_YOUR INSTRUCTIONS_
Print the line that contains "# Target: windshield" and every line after it through the last line of the records below, exactly as written and nothing else.

_ITEMS_
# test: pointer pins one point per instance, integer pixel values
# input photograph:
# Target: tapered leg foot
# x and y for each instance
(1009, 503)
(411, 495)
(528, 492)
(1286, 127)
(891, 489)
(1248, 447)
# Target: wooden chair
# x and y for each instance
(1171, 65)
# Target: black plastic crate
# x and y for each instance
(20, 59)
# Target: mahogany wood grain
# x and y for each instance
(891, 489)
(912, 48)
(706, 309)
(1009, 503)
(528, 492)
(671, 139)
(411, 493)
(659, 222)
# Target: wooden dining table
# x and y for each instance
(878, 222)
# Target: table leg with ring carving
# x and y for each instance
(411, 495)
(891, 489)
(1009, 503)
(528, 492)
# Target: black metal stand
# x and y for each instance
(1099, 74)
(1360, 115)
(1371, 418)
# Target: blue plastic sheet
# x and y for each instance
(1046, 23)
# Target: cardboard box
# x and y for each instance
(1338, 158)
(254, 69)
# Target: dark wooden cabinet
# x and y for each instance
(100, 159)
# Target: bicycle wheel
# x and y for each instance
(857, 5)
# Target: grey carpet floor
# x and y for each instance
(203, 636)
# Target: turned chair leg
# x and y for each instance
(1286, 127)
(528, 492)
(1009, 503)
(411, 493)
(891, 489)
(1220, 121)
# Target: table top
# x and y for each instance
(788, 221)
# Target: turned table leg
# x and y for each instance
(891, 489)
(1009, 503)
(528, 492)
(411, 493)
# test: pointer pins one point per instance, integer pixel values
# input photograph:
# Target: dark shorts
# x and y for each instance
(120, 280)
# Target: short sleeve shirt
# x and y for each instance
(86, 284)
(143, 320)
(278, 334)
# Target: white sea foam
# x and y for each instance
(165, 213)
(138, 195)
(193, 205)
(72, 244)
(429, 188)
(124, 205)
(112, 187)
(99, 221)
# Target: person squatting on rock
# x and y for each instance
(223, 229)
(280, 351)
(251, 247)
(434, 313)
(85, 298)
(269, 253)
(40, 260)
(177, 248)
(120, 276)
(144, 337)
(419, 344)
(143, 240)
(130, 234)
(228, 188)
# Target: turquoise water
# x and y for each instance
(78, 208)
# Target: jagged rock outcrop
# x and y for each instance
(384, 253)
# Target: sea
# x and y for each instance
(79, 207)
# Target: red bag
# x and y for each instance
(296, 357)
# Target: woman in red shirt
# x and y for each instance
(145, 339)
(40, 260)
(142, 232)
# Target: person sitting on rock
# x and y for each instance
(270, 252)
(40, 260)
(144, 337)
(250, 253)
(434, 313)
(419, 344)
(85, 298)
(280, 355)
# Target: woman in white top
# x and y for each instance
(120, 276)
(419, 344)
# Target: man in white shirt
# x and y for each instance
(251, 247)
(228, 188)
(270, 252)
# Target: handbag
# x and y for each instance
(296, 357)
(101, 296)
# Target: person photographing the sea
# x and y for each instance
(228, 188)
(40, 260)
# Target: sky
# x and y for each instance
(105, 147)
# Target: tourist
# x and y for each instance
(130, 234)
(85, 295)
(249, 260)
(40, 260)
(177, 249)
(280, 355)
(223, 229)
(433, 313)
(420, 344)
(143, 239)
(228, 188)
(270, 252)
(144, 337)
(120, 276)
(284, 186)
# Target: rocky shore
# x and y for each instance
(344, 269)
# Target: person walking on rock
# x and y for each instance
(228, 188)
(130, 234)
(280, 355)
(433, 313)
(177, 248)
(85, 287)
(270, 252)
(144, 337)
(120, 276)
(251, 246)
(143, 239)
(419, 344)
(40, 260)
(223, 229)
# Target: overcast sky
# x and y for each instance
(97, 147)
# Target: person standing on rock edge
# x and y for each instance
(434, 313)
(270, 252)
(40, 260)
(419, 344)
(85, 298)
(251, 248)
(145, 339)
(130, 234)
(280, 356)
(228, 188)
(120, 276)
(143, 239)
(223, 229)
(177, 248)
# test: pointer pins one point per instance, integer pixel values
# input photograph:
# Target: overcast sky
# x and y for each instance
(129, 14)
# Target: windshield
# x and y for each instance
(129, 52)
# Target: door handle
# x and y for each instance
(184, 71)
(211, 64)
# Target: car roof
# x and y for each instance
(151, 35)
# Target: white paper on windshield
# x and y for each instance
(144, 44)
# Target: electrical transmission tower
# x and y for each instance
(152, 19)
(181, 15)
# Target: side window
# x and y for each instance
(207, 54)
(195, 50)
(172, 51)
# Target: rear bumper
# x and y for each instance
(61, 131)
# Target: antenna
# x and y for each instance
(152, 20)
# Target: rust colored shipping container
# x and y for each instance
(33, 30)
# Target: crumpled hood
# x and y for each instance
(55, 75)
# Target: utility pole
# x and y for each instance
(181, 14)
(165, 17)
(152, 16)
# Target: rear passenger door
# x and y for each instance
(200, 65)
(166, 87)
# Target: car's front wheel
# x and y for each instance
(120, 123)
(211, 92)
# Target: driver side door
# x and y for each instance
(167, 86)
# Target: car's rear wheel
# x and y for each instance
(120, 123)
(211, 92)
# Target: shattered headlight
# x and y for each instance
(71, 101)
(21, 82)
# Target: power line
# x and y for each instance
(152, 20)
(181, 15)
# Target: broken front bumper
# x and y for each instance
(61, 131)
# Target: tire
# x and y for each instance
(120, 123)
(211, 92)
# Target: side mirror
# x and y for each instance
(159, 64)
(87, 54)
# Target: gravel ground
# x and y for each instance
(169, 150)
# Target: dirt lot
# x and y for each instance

_THE REPLY_
# Target: windshield
# x and y for each instance
(129, 52)
# Target: door handle
# x and y for each instance
(184, 71)
(211, 64)
# Target: car roof
# x and y for each instance
(151, 35)
# Target: white paper on windshield
# x and y for each instance
(144, 44)
# Target: electrical transmission tower
# x and y for each instance
(152, 19)
(181, 15)
# Target: side window
# x and y for each instance
(207, 54)
(195, 50)
(172, 51)
# Target: rear bumper
# x and y for each instance
(61, 131)
# Target: antenna
# x and y for each instance
(152, 20)
# Target: rust colored shipping container
# x and y for each instance
(33, 30)
# Target: crumpled hood
# x and y for each instance
(55, 75)
# Target: utility pole
# x and y for each instance
(181, 14)
(165, 17)
(152, 16)
# Target: rear passenger door
# x and y for each instance
(200, 65)
(166, 87)
# Target: car's front wheel
# x and y for each instance
(120, 123)
(211, 92)
# Target: driver side door
# x and y for each instance
(167, 86)
# Target: car's rear wheel
# x and y for each instance
(120, 123)
(211, 92)
# Target: shattered headlight
# x and y for each instance
(71, 101)
(21, 82)
# Target: power line
# x and y for each instance
(152, 20)
(181, 15)
# Target: broken front bumper
# x and y for each instance
(61, 131)
# Target: tire
# x and y for each instance
(120, 123)
(211, 92)
# Target: side mirror
# x and y for each instance
(159, 64)
(87, 54)
# Target: gravel ground
# x and y for each instance
(169, 150)
# Target: dirt lot
# x and y for each instance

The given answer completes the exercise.